## Document section

....

These changes result in my dataset looking like this:

  • Over 68,000 records;
  • Over 4,000 columns;
  • Over 4,000 top movies.

Building the model

Because my dataset is imbalanced, there's a risk of any model favouring the majority class (that is, the non-top movies which are 95% of the dataset), so I am using scale_pos_weight to balance the positive and negative. I also use RandomizedSearchCV from scikit-learn to perform a randomised search to find good hyperparameters for the XGBoost model, targeting a good average precision score.

I also split my dataset into a training set (70% of the data) and a testing set (30% of the data), so I had separate sets to train the model and validate it.

Because XGBoost is efficient, it only takes a few minutes for the model to train based on the training set, and predict based on the testing set.

Evaluating the model

After all this work, how do I know whether this model is any good? Fortunately there are several ways to evaluate a model.

Confusion matrix


The confusion matrix identifies how well my model predicted values in the test set. In this case, the model correctly predicted 74% of the top movies as top movies (true/1), but it misclassified 26% as false or 0. It also misclassified 18% of non-top movies as being popular movies (i.e. my model predicted true for the record, but the real value was false).

This isn't a bad result, but it's based on what the cost would be of getting a prediction wrong. If I recommended a movie which turned out to not be good, it could lead to mistrust. Alternatively, if I said "this movie isn't good", but it was actually one of the top 5% movies of the decade, then it's a missed opportunity.

Fortunately, neither of these misses are very important in my use case, but it matters for real world scenarios like medical diagnoses or fraud detection.

....

[Natural-language object grounding records]
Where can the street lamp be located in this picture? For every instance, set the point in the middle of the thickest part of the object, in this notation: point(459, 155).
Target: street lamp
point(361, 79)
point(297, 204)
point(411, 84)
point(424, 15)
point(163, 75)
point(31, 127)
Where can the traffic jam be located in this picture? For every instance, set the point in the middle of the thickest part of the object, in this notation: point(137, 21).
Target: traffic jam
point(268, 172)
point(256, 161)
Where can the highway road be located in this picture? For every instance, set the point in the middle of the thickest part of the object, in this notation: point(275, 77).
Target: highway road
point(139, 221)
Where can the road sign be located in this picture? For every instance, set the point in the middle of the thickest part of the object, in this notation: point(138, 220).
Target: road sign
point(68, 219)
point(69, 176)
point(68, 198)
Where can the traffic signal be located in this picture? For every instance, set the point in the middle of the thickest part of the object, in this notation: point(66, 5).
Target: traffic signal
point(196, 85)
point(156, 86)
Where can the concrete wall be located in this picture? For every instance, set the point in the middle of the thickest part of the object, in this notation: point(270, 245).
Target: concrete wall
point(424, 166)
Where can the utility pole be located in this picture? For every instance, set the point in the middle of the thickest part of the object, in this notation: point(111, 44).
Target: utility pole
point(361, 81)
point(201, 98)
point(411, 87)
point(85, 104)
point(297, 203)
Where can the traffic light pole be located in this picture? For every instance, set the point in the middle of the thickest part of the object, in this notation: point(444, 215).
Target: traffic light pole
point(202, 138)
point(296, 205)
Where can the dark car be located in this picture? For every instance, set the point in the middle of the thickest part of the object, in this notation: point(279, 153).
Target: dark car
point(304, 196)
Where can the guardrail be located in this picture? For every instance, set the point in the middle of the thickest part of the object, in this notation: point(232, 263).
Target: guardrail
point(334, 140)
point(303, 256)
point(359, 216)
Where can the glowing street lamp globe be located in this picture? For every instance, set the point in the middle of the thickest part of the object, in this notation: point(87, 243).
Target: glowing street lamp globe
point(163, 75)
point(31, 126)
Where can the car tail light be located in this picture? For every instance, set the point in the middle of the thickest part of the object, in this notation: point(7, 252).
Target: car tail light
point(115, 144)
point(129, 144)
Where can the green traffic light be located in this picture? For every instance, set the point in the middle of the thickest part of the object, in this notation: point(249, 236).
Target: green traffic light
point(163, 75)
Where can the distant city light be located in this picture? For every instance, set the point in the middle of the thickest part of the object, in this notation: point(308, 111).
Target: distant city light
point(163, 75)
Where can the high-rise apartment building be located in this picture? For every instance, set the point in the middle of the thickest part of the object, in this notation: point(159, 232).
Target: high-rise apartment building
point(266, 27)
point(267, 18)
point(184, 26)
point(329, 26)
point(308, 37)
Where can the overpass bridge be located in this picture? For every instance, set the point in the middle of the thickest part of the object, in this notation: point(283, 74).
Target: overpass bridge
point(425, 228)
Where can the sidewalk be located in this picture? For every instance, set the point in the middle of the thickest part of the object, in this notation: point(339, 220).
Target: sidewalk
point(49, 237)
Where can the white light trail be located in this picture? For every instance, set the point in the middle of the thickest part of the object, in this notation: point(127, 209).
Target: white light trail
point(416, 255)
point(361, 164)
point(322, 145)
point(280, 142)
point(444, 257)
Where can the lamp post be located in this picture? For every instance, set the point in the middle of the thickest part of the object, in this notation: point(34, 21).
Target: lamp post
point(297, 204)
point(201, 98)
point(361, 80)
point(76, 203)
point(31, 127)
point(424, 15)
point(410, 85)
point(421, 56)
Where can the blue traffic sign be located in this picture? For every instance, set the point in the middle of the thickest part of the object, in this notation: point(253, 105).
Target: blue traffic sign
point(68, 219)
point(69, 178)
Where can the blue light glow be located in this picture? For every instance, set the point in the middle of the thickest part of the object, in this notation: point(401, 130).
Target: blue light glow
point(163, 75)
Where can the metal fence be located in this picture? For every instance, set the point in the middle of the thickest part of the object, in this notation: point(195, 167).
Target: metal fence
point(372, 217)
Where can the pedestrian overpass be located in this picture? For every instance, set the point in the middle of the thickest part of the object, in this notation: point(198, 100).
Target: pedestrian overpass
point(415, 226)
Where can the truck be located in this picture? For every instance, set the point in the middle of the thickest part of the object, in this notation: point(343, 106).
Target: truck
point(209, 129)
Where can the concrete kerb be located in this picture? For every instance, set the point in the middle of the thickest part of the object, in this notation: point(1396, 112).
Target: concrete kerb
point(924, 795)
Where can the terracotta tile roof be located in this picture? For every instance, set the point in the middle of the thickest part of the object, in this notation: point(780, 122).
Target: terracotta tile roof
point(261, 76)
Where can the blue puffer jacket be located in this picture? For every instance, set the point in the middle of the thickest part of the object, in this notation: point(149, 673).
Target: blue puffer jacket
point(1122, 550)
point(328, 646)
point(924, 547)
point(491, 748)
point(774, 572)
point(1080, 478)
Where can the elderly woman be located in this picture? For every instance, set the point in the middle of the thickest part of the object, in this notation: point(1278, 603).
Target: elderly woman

....

## About this exercise
In the text about the movie prediction model, what share of the dataset was used for the training set?

## Answer section
70% of the data.